• Passage shown:
Mother Jones who was in Colorado during the mine trouble, was asked to go to Washington to testify before the Senate in the investigation of the alleged massacre of women and children in the fight between the strikers and the militia. She has never spoken in Brooklyn before, and has come at the request of the women of Brooklyn, who formed the Colorado Relief Committee, to tell of her experiences in Colorado, where she was arrested on her way from Denver to Trinidad, and held by the military court for three weeks incommunicado not being allowed to employ a counselor or see a physician during that period and being released just before the serving of a writ of habeas corpus.
"This was all illegal, according to the laws of Colorado," declared Mrs. James P. Warbasse to an Eagle reporter, at her home, yesterday afternoon. "A military court should not have been held when the civil courts were in session, and then think of an old woman like Mother Jones being held without the opportunity of consulting a physician. However, she is free now and she is going to tell the public just how things stand out there. She accepts no remuneration for her talks, and says it is payment enough to arouse the interest and sympathy of the public in the oppression and suffering of the Western miners."

• Supplied material:
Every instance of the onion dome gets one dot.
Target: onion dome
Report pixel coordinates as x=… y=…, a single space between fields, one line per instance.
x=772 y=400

• What this exercise asks:
• a. Answer these questions using the passage about Mother Jones, one line each:
(i) Who formed the Colorado Relief Committee?
(ii) For how long did the military court hold Mother Jones?
(iii) What payment does Mother Jones accept for her talks?
• b. Name every place that the passage about Mother Jones mentions, listing each one once.
• c. Go on with the passage about Mother Jones, starting after its final sentence.
The data was taken from a different source than the passage about Mother Jones.

• Answers to the problems:
• a.
(i) The women of Brooklyn.
(ii) Three weeks.
(iii) None.

• b. Colorado, Washington, Brooklyn, Denver, Trinidad

• c.
Mrs. Warbasse, who is actively interested in social work, was present in her automobile when Miss Elizabeth Dutcher was arrested on Tuesday evening, in front of Stern's store on Forty-second street, Manhattan, where she had gone to speak to the employees on the unionization of clerks in department stores. Mrs. Warbasse furnished the bail.
Miss Dutcher is a member of the committee in charge of the meeting on Monday, as is also Mrs. Frank H. Cothren, who is acting as advisory counsel to Miss Dutcher, and Miss Hildegarde Kneeland, who was also present at the time of arrest.
"I think it a very significant thing that Mother Jones is coming here for the first time, at the request of the women of Brooklyn," said Mrs. Warbasse, "and we think the time is ripe for bringing before the public some of the wrongs and oppressions suffered by the poor people in this country. I think this quotation will explain our attitude as well as anything. 'He who would make his own liberty secure, must guard even his enemy from oppression.' We have tried to help the sufferers in Colorado by sending Miss Helen Schloss, a trained nurse, and at her request we are raising funds for clothing and food, for which these people are suffering. A collection will be taken up for their benefit on Monday evening.".....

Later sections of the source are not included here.